DOE Early Career award won by Sandia researcher

ALBUQUERQUE, NM — A $2.5 million, five-year Early Career Research Program award from the Department of Energy’s (DOE) Office of Science has been won by Sandia National Laboratories researcher Stephanie Hansen for her fundamental science proposal to improve existing atomic-scale models for high-energy-density matter.

Stephanie Hansen

Sandia National Laboratories researcher Stephanie Hansen has won an Early Career Research Award from the U.S. Department of Energy. (Photo by Stephanie Blackwell) Click on the thumbnail for a high-resolution image.

Thirty-five winners were chosen by peer review from about 750 proposals for the 2014 award.

Hansen’s winning submission, “Non-Equilibrium Atomic Physics in High Energy Density Material,” describes an approach to improve simulation tools used to design high-energy experiments in dense hot plasmas, as well as the diagnostic tools used to interpret data from them.

“I am interested in the states of matter created at a variety of advanced radiation facilities, because every time an experiment is run in a new regime, we are surprised by the results,” Hansen said. “Predictions of outcomes are relatively simple when effects occur in cold matter because its potential energy is greater than its kinetic energy. Or, in hot but not very dense plasma, kinetic is clearly greater than potential. But in hot dense matter you can’t use those simplifying assumptions.”

One of her interests is to produce high-accuracy predictions for the non-equilibrium X-ray emission of hot dense matter. For example, a hotter plasma might emit characteristic lines at a significant intensity, indicating one state of matter, while the emission from a cooler plasma will be dominated by slightly different lines, indicating a different state. “So looking at the emission tells us something about why the target performed as it did.” She wants her model to accurately predict either result.

Experiments that interest her at Sandia’s Z machine — the most powerful producer of X-rays on Earth — include wire array and inertial confinement fusion experiments, both of which create plasmas in disequilibrium. But also, she said, “I am interested in experiments and conditions even beyond what we get on Z.”

For example, she said, DOE supports “matter at extreme conditions” research at Stanford’s Linac Coherent Light Source. This free-electron laser provides “astoundingly intense X-ray radiation — so intense that you can hit, for example, a solid aluminum target with the X-ray beam, knock out one of the inner-shell electrons, and then knock out another before the ion has time to decay — and do this all before the ions have time to move.”

Such experiments end up with exotic “hollow” ions in a dense lattice that perturbs the outer electronic orbitals. Meanwhile, the inner-shell holes modify the binding energies of the remaining outer shell electrons, and it all happens on femtosecond timescales. A femtosecond is a quadrillionth, or one millionth of one billionth, of a second.

“Understanding the properties of such extreme states of matter is where this project is going,” said Hansen, who holds a Bachelor of Arts in philosophy, a Bachelor of Science in physics and a doctorate in physics, all summa cum laude from the University of Nevada, Reno.

Early Career Research Program awards support investigations into advanced scientific computing research, basic energy sciences, biological and environmental research, fusion energy sciences, high energy physics and nuclear physics. The DOE defines “early career” as a researcher who holds a doctorate issued within the last 10 years.

To date, there have been 204 university and 102 lab awardees from 38 states. Seventeen of the current year’s winners work at 10 national labs.

“It has been an honor and joy to work with the exceptional scientists at the DOE labs, whose work really set the foundation for this proposal,” Hansen said.

━━━━━━━━━━━━━━━━━━━━━━━━━━━━━━

== STUDY QUESTIONS ==
**A.** Using the award article, decide whether each statement agrees with it: (i) The 2014 winners were picked from about 750 proposals. (ii) Hansen earned her doctorate at Stanford. (iii) The award runs for ten years. For each, answer yes or no and quote the words that decide it.
**B.** Turn the paragraph of the award article that begins "Early Career Research Program awards support" into a short list that keeps its main facts.
The records have nothing to do with the award article.

━━━━━━━━━━━━━━━━━━━━━━━━━━━━━━

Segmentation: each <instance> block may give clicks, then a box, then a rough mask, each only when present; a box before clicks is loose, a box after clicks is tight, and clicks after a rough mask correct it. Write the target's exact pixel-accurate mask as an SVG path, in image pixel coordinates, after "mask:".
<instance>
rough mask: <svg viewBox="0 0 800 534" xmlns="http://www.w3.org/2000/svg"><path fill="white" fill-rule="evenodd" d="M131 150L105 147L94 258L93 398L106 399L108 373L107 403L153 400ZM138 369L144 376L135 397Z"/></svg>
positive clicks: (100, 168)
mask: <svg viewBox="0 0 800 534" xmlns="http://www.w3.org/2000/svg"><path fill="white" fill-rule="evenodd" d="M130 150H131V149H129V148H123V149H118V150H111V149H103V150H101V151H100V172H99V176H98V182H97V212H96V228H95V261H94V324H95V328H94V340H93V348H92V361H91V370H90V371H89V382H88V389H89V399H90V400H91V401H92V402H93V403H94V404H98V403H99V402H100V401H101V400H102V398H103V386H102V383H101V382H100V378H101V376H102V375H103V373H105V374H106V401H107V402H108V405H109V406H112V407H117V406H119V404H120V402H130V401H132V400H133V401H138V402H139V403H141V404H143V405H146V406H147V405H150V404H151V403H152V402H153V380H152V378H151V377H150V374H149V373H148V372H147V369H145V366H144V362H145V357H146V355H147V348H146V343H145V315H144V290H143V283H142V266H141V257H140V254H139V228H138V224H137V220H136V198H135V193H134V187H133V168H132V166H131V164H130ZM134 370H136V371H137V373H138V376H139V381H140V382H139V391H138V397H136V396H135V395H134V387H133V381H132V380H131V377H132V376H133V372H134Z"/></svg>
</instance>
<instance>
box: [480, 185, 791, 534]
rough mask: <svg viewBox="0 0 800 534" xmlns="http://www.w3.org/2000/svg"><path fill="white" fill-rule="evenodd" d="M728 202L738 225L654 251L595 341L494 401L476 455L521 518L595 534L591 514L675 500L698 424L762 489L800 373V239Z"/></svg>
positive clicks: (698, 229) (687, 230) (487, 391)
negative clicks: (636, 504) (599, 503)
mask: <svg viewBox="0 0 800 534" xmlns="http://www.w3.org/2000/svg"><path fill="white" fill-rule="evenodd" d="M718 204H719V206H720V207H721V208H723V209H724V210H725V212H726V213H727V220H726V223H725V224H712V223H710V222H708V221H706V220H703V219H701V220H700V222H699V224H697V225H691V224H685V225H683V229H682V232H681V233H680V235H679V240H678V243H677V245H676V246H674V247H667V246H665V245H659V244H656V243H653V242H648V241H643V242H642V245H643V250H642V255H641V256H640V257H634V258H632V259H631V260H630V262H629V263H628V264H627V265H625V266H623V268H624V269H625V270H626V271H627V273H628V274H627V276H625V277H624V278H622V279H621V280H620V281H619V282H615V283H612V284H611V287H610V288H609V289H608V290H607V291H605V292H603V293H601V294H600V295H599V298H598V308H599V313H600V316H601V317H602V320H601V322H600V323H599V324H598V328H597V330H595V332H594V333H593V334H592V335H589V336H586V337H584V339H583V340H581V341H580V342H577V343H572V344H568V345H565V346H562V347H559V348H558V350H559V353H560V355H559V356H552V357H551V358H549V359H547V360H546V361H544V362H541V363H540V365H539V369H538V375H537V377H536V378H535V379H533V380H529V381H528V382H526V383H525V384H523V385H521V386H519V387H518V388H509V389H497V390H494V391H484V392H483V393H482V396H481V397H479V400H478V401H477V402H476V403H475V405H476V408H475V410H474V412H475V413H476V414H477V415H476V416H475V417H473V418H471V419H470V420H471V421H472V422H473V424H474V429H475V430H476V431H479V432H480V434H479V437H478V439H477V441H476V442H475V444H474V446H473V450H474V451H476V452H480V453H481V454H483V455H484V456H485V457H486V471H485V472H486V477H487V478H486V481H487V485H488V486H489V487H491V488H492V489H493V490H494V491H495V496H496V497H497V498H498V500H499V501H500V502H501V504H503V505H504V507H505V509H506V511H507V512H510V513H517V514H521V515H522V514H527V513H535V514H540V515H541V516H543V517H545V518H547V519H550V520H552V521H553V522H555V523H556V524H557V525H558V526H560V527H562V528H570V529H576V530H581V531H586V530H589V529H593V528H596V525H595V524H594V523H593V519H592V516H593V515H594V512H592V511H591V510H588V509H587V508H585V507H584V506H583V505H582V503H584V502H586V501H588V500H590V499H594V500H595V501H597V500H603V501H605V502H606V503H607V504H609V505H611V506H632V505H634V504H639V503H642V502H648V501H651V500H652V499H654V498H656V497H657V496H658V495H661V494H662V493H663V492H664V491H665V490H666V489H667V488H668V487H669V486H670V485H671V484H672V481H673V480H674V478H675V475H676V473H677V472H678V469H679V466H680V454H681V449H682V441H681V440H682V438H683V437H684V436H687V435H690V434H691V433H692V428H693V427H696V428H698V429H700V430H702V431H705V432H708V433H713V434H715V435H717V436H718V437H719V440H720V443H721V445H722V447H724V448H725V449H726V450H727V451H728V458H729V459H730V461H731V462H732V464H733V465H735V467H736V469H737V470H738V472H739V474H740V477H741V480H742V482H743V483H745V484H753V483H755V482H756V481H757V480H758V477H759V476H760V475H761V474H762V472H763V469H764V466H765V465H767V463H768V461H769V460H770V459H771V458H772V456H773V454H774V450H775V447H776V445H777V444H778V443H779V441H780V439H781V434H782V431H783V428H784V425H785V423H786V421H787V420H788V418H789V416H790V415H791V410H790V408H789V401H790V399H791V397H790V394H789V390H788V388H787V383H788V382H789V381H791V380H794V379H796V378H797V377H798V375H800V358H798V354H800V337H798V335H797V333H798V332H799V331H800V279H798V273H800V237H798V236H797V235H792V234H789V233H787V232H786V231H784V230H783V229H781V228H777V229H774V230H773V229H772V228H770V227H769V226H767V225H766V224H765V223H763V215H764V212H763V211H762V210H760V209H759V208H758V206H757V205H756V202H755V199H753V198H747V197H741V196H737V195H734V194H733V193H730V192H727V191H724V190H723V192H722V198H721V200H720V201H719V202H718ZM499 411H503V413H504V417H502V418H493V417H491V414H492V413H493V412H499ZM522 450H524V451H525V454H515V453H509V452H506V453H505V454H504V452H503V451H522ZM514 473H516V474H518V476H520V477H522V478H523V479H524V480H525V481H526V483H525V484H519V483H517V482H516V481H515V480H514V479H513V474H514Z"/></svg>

━━━━━━━━━━━━━━━━━━━━━━━━━━━━━━

== RESPONSES TO THE TASKS ==
**A.**
(i) Yes: "Thirty-five winners were chosen by peer review from about 750 proposals for the 2014 award."
(ii) No: "a doctorate in physics, all summa cum laude from the University of Nevada, Reno."
(iii) No: "A $2.5 million, five-year Early Career Research Program award"

**B.**
- The awards fund work in:
  - advanced scientific computing research
  - basic energy sciences
  - biological and environmental research
  - fusion energy sciences
  - high energy physics
  - nuclear physics
- For the DOE, "early career" means a researcher whose doctorate was issued within the last 10 years.